Provided passage:
It’s true that Kylie Jenner’s clothing is always a hot topic of discussion. It doesn’t matter whether Kylie’s fashion is setting trends or copying her sister, someone always has something to say about it.

For example, brother-in-law Kanye West recently reportedly told Kylie to stop copying sister Kim Kardashian’s fashion. Kanye even went so far as to tell Kylie to “create her own identity,” according to an August report from Hollywood Life.

Kylie must have taken Kanye’s advice, because on Monday Kylie Jenner’s outfit looked nothing like that worn by her Kardashian sisters or her famous momager, Kris Jenner.

While walking the red carpet at West Hollywood’s Ysabel for Cosmopolitan‘s 50th birthday party, the other four members of the Kardashian clan — Kim, Kourtney, Khloe and Kris Jenner included — dressed in sleek and sexy all-black clothing. Meanwhile, Kylie Jenner stood out from the pack with her blush-colored ensemble.

Kylie definitely stood out from the rest of her family, and if she’s trying to create her own identity, she definitely found a way to do so Monday night. Kylie Jenner’s fashionable outfit looked phenomenal, according to sources.

After the event, Kylie Jenner’s Instagram account was filled with photos from the outing. In one photo, where Kylie posed with Kim, Kourtney, Khloe and Kris, the 18-year-old reality TV star joked that she hadn’t gotten the “wear all black” email.

Kylie Jenner’s clothing look included a blush sweater tucked into a blush-colored skirt, a pink Givenchy cross-body, chain-strap bag, silver jewelry, and gray shoes. Kylie Jenner’s hair color is forever changing, and Monday night she sported her now-famous blonde.

Exercise: Write out the celebrity fashion article verbatim, everything from "For example, brother-in-law" down to "from Hollywood Life.".

Data listing:

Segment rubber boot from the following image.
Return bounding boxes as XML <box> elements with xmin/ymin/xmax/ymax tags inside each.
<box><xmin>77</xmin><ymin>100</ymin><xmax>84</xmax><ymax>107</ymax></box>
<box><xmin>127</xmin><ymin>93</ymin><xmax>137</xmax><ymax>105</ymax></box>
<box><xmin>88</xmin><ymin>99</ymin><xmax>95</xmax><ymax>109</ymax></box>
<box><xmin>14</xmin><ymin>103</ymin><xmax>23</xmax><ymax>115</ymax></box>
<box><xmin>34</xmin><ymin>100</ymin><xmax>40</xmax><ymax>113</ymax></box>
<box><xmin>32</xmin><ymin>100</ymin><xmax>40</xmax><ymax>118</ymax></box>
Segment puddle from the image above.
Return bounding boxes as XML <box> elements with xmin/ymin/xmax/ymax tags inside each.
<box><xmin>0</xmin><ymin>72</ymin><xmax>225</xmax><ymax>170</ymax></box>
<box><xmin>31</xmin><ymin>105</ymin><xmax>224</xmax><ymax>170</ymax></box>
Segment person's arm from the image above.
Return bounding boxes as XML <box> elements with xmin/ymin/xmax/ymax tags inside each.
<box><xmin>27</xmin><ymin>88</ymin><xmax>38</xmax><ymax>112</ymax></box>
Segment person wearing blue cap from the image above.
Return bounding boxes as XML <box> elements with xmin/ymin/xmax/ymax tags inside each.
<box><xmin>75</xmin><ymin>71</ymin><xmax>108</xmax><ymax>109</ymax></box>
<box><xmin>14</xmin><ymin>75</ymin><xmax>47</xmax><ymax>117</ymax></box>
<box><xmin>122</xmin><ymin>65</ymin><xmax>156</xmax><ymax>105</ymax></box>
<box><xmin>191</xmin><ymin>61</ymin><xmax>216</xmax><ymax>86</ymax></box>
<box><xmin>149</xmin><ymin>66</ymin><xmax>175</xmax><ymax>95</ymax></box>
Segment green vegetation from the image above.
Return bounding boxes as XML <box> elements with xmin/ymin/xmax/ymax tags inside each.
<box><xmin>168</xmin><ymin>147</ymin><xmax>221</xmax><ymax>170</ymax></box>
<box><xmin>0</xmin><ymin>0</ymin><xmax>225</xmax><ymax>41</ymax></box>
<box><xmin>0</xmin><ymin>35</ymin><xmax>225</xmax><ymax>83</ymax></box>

Solution:
For example, brother-in-law Kanye West recently reportedly told Kylie to stop copying sister Kim Kardashian’s fashion. Kanye even went so far as to tell Kylie to “create her own identity,” according to an August report from Hollywood Life.